[[ Available data open ]]
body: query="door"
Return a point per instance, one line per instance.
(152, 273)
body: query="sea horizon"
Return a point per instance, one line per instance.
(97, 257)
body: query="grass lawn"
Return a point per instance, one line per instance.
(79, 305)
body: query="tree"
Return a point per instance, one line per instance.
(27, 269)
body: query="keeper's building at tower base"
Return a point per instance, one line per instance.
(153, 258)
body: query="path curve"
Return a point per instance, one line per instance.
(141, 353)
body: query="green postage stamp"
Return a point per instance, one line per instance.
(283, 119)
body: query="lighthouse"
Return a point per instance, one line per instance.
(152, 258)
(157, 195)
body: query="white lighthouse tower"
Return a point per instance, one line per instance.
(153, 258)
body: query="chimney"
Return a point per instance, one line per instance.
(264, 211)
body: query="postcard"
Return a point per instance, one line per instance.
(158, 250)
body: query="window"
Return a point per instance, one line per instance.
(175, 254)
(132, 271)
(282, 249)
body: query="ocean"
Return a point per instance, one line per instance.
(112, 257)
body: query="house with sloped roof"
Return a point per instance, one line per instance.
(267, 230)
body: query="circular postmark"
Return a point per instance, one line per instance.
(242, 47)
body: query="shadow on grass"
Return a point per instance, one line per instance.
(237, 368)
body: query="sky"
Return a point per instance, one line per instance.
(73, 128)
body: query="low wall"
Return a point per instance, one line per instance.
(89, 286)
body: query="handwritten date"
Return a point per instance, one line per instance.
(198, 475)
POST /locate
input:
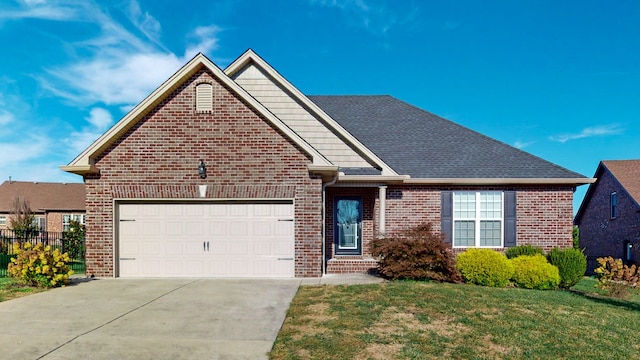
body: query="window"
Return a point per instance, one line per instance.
(66, 220)
(348, 225)
(478, 219)
(204, 97)
(39, 223)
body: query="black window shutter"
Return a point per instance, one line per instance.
(446, 215)
(509, 218)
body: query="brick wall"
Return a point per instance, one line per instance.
(159, 157)
(602, 236)
(544, 216)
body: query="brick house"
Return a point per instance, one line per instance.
(236, 173)
(609, 216)
(52, 204)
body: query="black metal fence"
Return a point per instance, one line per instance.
(56, 240)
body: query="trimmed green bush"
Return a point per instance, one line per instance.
(534, 272)
(572, 264)
(514, 252)
(485, 267)
(417, 253)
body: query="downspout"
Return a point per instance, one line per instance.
(324, 225)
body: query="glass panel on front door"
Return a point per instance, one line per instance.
(348, 225)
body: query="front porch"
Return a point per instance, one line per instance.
(354, 217)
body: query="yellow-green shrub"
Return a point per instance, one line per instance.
(485, 267)
(572, 264)
(534, 272)
(39, 266)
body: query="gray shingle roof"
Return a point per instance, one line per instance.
(423, 145)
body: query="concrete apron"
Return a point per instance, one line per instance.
(147, 319)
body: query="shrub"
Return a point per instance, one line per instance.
(485, 267)
(38, 266)
(416, 253)
(572, 264)
(615, 278)
(520, 250)
(534, 272)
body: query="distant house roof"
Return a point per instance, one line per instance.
(627, 172)
(423, 145)
(43, 196)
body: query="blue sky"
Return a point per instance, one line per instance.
(559, 79)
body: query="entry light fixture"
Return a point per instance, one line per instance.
(202, 170)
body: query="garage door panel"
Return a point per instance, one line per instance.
(206, 240)
(239, 228)
(238, 247)
(283, 228)
(173, 228)
(262, 228)
(282, 248)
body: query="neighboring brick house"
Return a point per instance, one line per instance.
(609, 216)
(53, 204)
(236, 173)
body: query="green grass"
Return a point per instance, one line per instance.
(413, 320)
(11, 289)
[[ Available data closed ]]
All entries must be written out again exactly as given, with no pictures in the copy.

**Output of the exercise**
body: query="door"
Return a point per instance, one line per instance.
(152, 273)
body: query="sea horizon"
Return a point per instance, one line per instance.
(97, 257)
body: query="grass lawn"
Return a point per instance, one line per instance.
(79, 305)
body: query="tree"
Return a point per instance, one line per instance.
(27, 269)
body: query="keeper's building at tower base"
Return a point per instance, one line per instance.
(153, 258)
body: query="path curve"
Return a point per instance, one line per instance.
(141, 353)
body: query="green postage stamp"
Return a point per instance, one line per instance.
(283, 119)
body: query="lighthouse"
Return a point per instance, one line per instance.
(152, 258)
(157, 195)
body: query="white lighthouse tower"
Return a point per instance, one line per instance.
(153, 258)
body: query="chimney"
Return a point per instance, one line per instance.
(264, 211)
body: query="postcard"
Return a point per instance, one line per instance.
(158, 250)
body: query="window"
Return a point per instance, one line per instance.
(175, 254)
(132, 271)
(282, 249)
body: query="ocean"
Return a point per instance, one line per instance.
(112, 257)
body: query="house with sloped roof"
Return a point per instance, one line per instance.
(267, 230)
body: query="circular postmark"
Return a point per instance, one line per instance.
(242, 47)
body: query="shadow on grass"
Return a point per instance, one line per instance.
(237, 368)
body: query="sky"
Return a point per instance, one line per instance.
(73, 128)
body: query="low wall"
Return a point per instance, one line per instance.
(89, 286)
body: query="handwritten date"
Return a point per instance, one line per instance.
(198, 475)
POST /locate
input:
body: query="window"
Return a point per instance, one line per instance.
(66, 220)
(348, 225)
(478, 219)
(204, 97)
(39, 223)
body: query="black window shutter"
Return a point per instance, one line per instance.
(446, 215)
(509, 218)
body: query="brick wall"
Return a point per instance, one line per instance.
(159, 157)
(602, 236)
(544, 216)
body: query="brick house"
Return a point per instance, one line per instance.
(236, 173)
(609, 216)
(52, 204)
body: query="black metal fence"
Return a point per instance, one line per instance.
(56, 240)
body: query="trimmed green bush"
Return a point per instance, one line per instance.
(534, 272)
(572, 264)
(514, 252)
(485, 267)
(417, 253)
body: query="downspout"
Return a point per instance, one line per instance.
(324, 225)
body: query="glass panel on front door"
Return a point per instance, one line per instance.
(348, 225)
body: query="front porch"
Return a point per instance, one line per instance.
(354, 217)
body: query="yellow-green shrub"
Return a point per instance, one line per instance.
(485, 267)
(572, 264)
(534, 272)
(39, 266)
body: query="gray shingle roof"
Return a point per instance, one line per instance.
(423, 145)
body: query="concrete apron"
Return a point per instance, one line per instance.
(147, 319)
body: query="shrub"
Return a point per instance, one line per instance.
(485, 267)
(38, 266)
(416, 253)
(572, 264)
(615, 278)
(520, 250)
(534, 272)
body: query="distant house roof"
Return a point per instance, one line per instance.
(627, 172)
(423, 145)
(43, 196)
body: query="blue sky"
Return a point per instance, one line per instance.
(559, 79)
body: query="entry light fixture"
Return a point per instance, one line per instance.
(202, 170)
body: query="garage door panel"
Return a point per instance, one line per instance.
(206, 240)
(239, 228)
(238, 247)
(283, 228)
(173, 228)
(262, 228)
(282, 248)
body: query="neighboring brick house"
Return a point per instance, one line per instance.
(609, 216)
(53, 204)
(236, 173)
body: query="green grass"
Return a point per instance, one line per instance.
(413, 320)
(11, 289)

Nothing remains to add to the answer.